[Recorded data]
╭──
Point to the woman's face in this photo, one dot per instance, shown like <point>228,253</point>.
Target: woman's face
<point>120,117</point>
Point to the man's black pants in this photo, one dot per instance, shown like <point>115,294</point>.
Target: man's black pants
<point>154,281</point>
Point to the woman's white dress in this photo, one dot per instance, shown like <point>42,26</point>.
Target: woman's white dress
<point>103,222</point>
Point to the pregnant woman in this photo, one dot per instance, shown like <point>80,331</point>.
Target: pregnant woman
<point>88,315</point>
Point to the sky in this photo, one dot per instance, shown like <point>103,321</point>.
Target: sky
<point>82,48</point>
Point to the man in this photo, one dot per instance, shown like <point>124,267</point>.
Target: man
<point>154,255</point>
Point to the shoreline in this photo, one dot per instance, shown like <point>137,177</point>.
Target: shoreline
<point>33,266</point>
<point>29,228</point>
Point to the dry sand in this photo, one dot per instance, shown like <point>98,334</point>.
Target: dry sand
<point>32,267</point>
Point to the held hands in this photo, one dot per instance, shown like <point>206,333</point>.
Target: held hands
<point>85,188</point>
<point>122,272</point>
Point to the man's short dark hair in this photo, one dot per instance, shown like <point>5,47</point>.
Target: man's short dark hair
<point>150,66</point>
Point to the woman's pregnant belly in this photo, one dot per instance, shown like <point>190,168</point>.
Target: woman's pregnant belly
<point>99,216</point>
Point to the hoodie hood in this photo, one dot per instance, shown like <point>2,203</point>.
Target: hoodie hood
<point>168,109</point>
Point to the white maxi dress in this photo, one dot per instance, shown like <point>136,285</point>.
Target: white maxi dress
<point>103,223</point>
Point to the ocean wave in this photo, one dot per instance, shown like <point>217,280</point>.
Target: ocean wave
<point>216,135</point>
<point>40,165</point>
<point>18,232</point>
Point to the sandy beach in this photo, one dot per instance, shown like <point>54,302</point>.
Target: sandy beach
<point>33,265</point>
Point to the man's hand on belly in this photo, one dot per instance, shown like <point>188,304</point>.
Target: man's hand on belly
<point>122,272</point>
╰──
Switch "one dot per instance" to "one marker per instance" everywhere it occurs in the entries above, and leave everything else unchanged.

Point to the woman's face in this photo, one marker per instance, shown like <point>228,253</point>.
Target: woman's face
<point>120,117</point>
Point to the man's black pants in this photo, one marker per instance, shown like <point>115,294</point>.
Target: man's black pants
<point>154,281</point>
Point to the woman's white dress in this photo, one marker per instance, shown like <point>42,26</point>.
Target: woman's white dress
<point>103,222</point>
Point to the pregnant woman in this photo, one marker per instance, shown like <point>80,331</point>.
Target: pregnant woman
<point>88,315</point>
Point to the sky in this photo, one marker per instance, shown like <point>103,321</point>.
Target: sky
<point>82,48</point>
Point to the man in this photo, one marker per instance, shown like <point>124,267</point>.
Target: man
<point>154,255</point>
Point to the shoreline in this photo, one marker per instance, shown like <point>137,177</point>.
Target: shoreline
<point>33,266</point>
<point>29,228</point>
Point to the dry sand in this photo, one marker per instance, shown like <point>98,334</point>.
Target: dry sand
<point>32,267</point>
Point to the held hands in this photo, one marker per instance, shown like <point>206,333</point>.
Target: held hands
<point>85,188</point>
<point>122,272</point>
Point to the man's short dark hair in this photo, one marker per instance, shown like <point>5,47</point>.
Target: man's short dark hair
<point>150,66</point>
Point to the woman's pregnant belly in this photo, one marker per instance, shown like <point>190,168</point>.
Target: woman's pregnant belly
<point>99,216</point>
Point to the hoodie hood in this photo, one marker per instance, shown like <point>2,203</point>.
Target: hoodie hood
<point>168,109</point>
Point to the white maxi dress in this photo, one marker per instance, shown like <point>136,285</point>.
Target: white maxi dress
<point>103,223</point>
Point to the ocean wave in this photo, one marker per instance, shown like <point>217,280</point>.
Target: ocean wave
<point>216,135</point>
<point>40,165</point>
<point>18,232</point>
Point to the sandy beach in this photo, one marker per instance, shown like <point>54,302</point>.
Target: sandy beach
<point>33,265</point>
Point to the man's hand on belly in this photo, one marker per instance, shown like <point>188,304</point>.
Target: man's hand on belly
<point>122,272</point>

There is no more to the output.